--- Material provided Enclosed Below ---

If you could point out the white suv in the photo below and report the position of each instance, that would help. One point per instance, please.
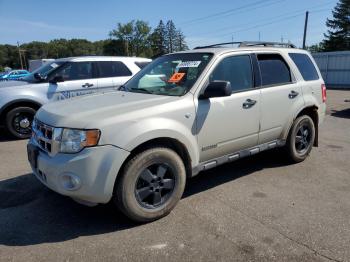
(184, 113)
(61, 79)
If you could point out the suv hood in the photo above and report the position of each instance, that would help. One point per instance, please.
(98, 110)
(11, 83)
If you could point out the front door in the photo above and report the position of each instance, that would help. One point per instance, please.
(228, 124)
(281, 96)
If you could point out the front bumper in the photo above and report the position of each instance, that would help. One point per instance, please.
(94, 171)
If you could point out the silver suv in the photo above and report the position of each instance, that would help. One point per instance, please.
(61, 79)
(184, 113)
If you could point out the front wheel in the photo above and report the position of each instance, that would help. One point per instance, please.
(19, 122)
(301, 139)
(151, 185)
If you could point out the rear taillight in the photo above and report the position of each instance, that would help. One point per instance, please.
(324, 93)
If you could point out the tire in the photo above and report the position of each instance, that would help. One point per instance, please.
(151, 185)
(18, 122)
(300, 139)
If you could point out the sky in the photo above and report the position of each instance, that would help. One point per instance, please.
(203, 22)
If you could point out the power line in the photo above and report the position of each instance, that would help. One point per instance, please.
(268, 19)
(258, 25)
(225, 13)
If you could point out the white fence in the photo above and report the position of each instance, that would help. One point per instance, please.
(335, 68)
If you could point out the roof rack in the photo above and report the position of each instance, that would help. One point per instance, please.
(249, 43)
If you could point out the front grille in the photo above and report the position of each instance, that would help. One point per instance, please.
(43, 136)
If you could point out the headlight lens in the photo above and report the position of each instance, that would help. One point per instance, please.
(74, 140)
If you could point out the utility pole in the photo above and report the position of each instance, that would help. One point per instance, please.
(20, 56)
(305, 29)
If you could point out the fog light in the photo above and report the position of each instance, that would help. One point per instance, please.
(70, 182)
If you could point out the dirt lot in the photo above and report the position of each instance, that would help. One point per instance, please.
(257, 209)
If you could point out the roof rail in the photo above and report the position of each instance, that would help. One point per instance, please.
(249, 43)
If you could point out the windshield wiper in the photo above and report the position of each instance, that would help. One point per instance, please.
(142, 90)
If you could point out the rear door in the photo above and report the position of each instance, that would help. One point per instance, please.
(79, 78)
(281, 95)
(229, 124)
(112, 74)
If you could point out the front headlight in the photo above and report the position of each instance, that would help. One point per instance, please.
(74, 140)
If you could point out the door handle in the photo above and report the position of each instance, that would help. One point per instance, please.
(249, 103)
(87, 85)
(293, 94)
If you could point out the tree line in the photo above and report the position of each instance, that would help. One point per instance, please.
(135, 38)
(337, 37)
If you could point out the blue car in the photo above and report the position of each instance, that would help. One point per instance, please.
(14, 75)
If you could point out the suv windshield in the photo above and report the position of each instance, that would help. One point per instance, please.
(171, 75)
(43, 71)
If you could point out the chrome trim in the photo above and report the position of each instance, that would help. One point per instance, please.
(237, 155)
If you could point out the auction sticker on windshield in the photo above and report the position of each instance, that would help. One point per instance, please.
(189, 64)
(176, 77)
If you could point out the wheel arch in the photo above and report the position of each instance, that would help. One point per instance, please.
(312, 112)
(167, 142)
(18, 103)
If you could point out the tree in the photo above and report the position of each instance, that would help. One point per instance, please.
(338, 36)
(315, 48)
(157, 39)
(180, 43)
(114, 47)
(141, 36)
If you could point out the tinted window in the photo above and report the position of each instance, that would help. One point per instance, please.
(274, 70)
(237, 70)
(141, 64)
(113, 69)
(305, 66)
(75, 71)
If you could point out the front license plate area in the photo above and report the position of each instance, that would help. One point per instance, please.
(33, 153)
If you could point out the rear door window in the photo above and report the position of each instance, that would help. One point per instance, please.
(141, 65)
(235, 69)
(113, 69)
(274, 70)
(305, 66)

--- End of Enclosed Material provided ---

● **Exercise directions**: Repeat the material exactly. Any picture in it should be dropped.

● **Answer box**:
If you could point out the white suv in the photo below and report the position of each instance, that would help. One point per instance, please.
(184, 113)
(61, 79)
If you could point out the suv hood in the photo above and report the position of each instance, that would help. One point per instance, please.
(98, 110)
(11, 83)
If you could point out the front door in the photo above and report the position of each instance, that would help. One point per instance, please.
(228, 124)
(281, 96)
If you could point out the front bumper in the photo above and report the position of each instance, that would help. One point per instance, please.
(94, 171)
If you could point out the silver suv in the photo above and report the position of each instance, that would help. One point per instance, please.
(61, 79)
(184, 113)
If you could point out the front wheel in the photo above and report the position of each instance, that would help. One point per instance, please.
(19, 122)
(301, 139)
(151, 185)
If you could point out the rear taillight in the photo above and report the position of each instance, that would help. One point per instance, please.
(324, 93)
If you could point out the tire in the photo above and report the position of each instance, that would help. One point per instance, please.
(151, 185)
(18, 122)
(300, 139)
If you could point out the sky in the photo above and report the position of each instance, that would help. One point per instance, please.
(203, 22)
If you could point out the power line in the photo above and report the position of each instance, that would help. One point per instance, please.
(268, 19)
(258, 25)
(225, 13)
If you could point out the white fence in the photo above and report the position of each instance, that would help. One point per instance, please.
(335, 68)
If you could point out the roof rack in the photo above and report the position of each instance, that would help. One point per instance, please.
(249, 43)
If you could point out the front grille in the photo above and report the position of each instance, that would help. One point per instance, please.
(43, 136)
If you could point out the headlight lens in the photo above and report the position of each instance, that would help. One point per instance, please.
(74, 140)
If you could point out the utility pole in the photo above and report the position of each instance, that would help. One point per instance, please.
(20, 56)
(305, 29)
If you could point out the fog light in the photo above and report the position of each instance, that would help. One point per instance, please.
(70, 182)
If you could point out the dirt lot in the photo above and report the position of each instance, that would help. One point per instance, please.
(257, 209)
If you could point out the roof rail in the photo above and report the position of each instance, that would help. One point per instance, please.
(249, 43)
If you could point out the windshield wiper in the photo above and report the position of each instance, that would help. One point per instance, please.
(142, 90)
If you could point out the rear door in the photo above and report the position of each instance, that would help. One point per instance, please.
(79, 78)
(281, 95)
(229, 124)
(112, 74)
If you could point out the front headlight in the photo above and report the position of each instance, that would help. One point per instance, please.
(74, 140)
If you could point out the door handle in the photo above and report the position of each instance, that would help. One point per instance, please.
(249, 103)
(87, 85)
(293, 94)
If you could point out the tree line in the photo above and report the position of each instance, that would help. One point per instance, please.
(135, 38)
(337, 37)
If you could point out the blue car in the photo above and report the position of each instance, that would help. One point per instance, please.
(14, 75)
If you could point out the suv windshield in the photo above and report the position of each instance, that would help. One point per instance, please.
(171, 75)
(43, 71)
If you could point out the chrome trim in the photo above and report the position of each instance, that would help. One point per instance, please.
(237, 155)
If you could point out the auction sticker on windshield in the photo above and report the position of each instance, that would help. One point per instance, please.
(189, 64)
(176, 77)
If you could point out the wheel arch in the photo above and report the position of each instance, that would help. One point per instance, please.
(312, 112)
(167, 142)
(18, 103)
If you could point out the tree in the photo above and report the position of each instance, that would help. One point per instance, please.
(338, 36)
(315, 48)
(157, 39)
(180, 43)
(114, 47)
(141, 36)
If you could point out the tinted window in the photo above and report the position of each instance, that would help. One point per instance, please.
(274, 70)
(237, 70)
(141, 64)
(113, 69)
(305, 66)
(75, 71)
If you could point out the front license plate area in the photo above and report the position of each instance, that would help. One point per instance, please.
(33, 153)
If you could point out the rear door window in the photo above and report the position of each instance, that would help. One point per instance, please.
(141, 65)
(235, 69)
(113, 69)
(274, 70)
(305, 66)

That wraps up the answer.